TASK OBJECTIVE: Starting at the line with "sidewalk in the photo below." in it, reproduce each line below through the last one, exactly, and include nothing else.

■ ■ ■ ■

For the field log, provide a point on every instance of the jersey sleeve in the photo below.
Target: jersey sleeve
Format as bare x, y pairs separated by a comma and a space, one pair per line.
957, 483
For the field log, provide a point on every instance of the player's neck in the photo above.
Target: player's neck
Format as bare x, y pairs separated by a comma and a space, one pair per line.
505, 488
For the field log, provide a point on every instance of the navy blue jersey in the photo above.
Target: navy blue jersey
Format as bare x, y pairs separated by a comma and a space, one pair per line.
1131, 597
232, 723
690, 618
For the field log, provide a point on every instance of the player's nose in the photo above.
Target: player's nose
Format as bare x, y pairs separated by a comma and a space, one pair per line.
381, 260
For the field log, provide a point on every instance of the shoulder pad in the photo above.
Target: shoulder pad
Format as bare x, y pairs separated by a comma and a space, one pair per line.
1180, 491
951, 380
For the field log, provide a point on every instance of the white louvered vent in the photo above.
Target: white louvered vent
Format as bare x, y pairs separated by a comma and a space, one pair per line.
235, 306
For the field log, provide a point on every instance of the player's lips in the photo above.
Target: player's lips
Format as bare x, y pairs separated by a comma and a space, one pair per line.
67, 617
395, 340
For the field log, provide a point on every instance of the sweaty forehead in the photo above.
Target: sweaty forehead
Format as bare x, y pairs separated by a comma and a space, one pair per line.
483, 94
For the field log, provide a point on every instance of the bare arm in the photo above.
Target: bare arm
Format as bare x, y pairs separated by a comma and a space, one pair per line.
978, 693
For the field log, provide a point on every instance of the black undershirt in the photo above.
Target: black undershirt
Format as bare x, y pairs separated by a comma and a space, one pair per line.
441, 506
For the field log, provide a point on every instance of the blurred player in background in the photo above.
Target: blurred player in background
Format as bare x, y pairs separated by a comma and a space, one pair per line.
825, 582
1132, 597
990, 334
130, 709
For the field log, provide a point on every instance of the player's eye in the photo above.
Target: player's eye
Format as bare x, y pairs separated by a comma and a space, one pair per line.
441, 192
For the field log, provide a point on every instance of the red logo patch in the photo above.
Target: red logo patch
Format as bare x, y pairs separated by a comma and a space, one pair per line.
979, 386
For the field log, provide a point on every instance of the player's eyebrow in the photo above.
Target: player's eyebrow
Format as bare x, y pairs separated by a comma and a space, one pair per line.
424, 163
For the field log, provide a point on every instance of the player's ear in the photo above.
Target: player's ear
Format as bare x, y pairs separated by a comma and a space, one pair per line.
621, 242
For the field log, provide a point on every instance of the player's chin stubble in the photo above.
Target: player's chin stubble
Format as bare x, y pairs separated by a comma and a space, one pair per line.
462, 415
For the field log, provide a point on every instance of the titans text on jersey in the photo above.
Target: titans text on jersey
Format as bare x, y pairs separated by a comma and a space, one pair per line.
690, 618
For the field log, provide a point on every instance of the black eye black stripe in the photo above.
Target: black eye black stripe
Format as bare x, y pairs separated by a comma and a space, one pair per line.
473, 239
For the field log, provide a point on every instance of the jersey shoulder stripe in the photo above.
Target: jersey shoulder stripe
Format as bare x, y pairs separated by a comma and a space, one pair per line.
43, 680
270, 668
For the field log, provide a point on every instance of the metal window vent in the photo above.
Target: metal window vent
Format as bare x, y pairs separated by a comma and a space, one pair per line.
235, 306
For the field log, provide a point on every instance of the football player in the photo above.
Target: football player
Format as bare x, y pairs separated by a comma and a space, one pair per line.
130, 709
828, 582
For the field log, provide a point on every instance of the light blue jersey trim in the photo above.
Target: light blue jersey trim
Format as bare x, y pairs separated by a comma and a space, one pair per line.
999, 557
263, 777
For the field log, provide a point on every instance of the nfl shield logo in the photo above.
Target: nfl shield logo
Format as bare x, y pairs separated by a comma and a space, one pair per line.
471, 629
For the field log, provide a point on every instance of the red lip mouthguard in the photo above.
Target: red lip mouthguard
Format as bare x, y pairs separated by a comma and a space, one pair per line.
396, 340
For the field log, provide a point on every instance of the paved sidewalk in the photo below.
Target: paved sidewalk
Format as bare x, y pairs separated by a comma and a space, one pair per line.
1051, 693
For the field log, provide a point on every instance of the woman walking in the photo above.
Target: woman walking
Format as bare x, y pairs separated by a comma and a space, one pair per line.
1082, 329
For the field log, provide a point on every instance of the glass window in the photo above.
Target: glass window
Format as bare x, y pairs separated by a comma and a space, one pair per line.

■ ■ ■ ■

TASK RESPONSE:
For the field log, provide a point on every instance of the paved sidewalk in the photo below.
Target: paved sidewalk
Format as bare x, y pairs separated by a comma and a space, one pair per line.
1051, 693
For the field log, provide a point on every instance of the woman walking in the photo above.
Target: woman walking
Format as bare x, y pairs separated by a comma and a space, one pair per line.
1082, 329
For the field log, provide a point on every instance of the glass window in the photo above.
Target: glass window
Format as bare x, y pairs separated by a comma and a space, one pair per line.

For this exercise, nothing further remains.